Reproduce the entries from their beginning up to and including the line containing "(498, 1120)", leaving out the pictures.

## START MATERIAL SHOWN

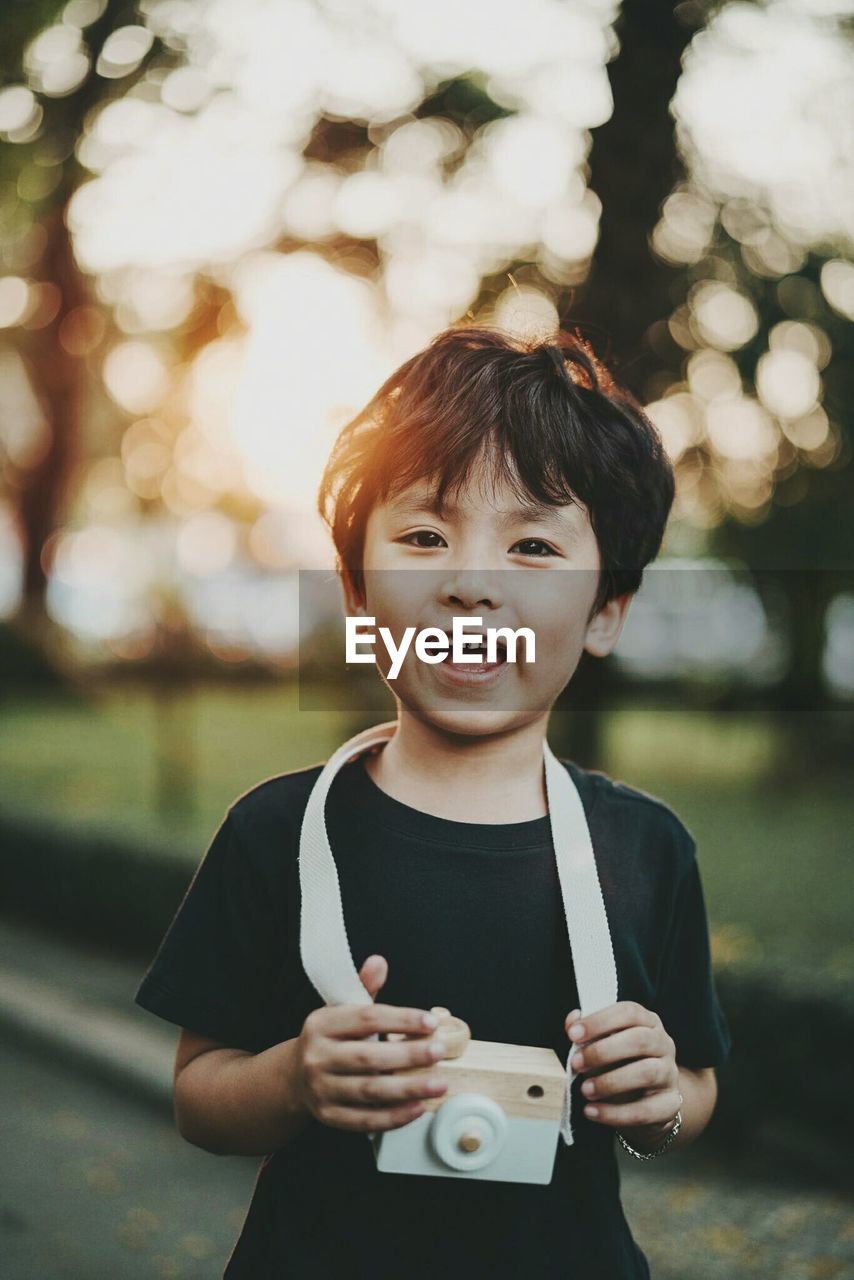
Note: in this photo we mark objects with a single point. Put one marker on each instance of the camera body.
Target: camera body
(498, 1120)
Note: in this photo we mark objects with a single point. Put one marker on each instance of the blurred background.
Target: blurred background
(222, 225)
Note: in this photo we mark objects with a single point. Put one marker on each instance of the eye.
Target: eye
(535, 542)
(421, 533)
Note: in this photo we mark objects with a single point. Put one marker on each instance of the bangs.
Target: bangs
(543, 417)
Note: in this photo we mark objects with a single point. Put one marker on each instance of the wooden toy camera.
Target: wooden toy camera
(499, 1118)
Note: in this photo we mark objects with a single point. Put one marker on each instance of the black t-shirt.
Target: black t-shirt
(469, 917)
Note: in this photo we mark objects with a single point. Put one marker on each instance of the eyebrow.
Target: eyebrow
(526, 511)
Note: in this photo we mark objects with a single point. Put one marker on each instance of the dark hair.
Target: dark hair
(548, 406)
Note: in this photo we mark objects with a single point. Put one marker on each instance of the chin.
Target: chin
(462, 720)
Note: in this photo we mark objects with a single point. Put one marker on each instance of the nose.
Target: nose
(471, 589)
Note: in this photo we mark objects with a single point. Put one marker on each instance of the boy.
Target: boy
(498, 465)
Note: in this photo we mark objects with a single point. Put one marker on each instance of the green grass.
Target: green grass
(776, 863)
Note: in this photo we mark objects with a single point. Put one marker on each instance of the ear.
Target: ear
(603, 630)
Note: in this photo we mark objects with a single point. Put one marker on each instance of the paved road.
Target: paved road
(97, 1187)
(96, 1184)
(100, 1187)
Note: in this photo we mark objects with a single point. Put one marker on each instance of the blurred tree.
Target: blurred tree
(58, 374)
(800, 543)
(634, 165)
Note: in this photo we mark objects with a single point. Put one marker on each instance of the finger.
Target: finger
(613, 1018)
(373, 974)
(570, 1018)
(351, 1022)
(371, 1057)
(654, 1109)
(643, 1074)
(635, 1042)
(383, 1091)
(371, 1119)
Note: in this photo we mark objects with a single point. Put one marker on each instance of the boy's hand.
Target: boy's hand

## END MATERIAL SHOWN

= TASK ANSWER =
Note: in this photo we mark objects with a single point. Put one marker on each instance of the camera body.
Target: camera body
(498, 1120)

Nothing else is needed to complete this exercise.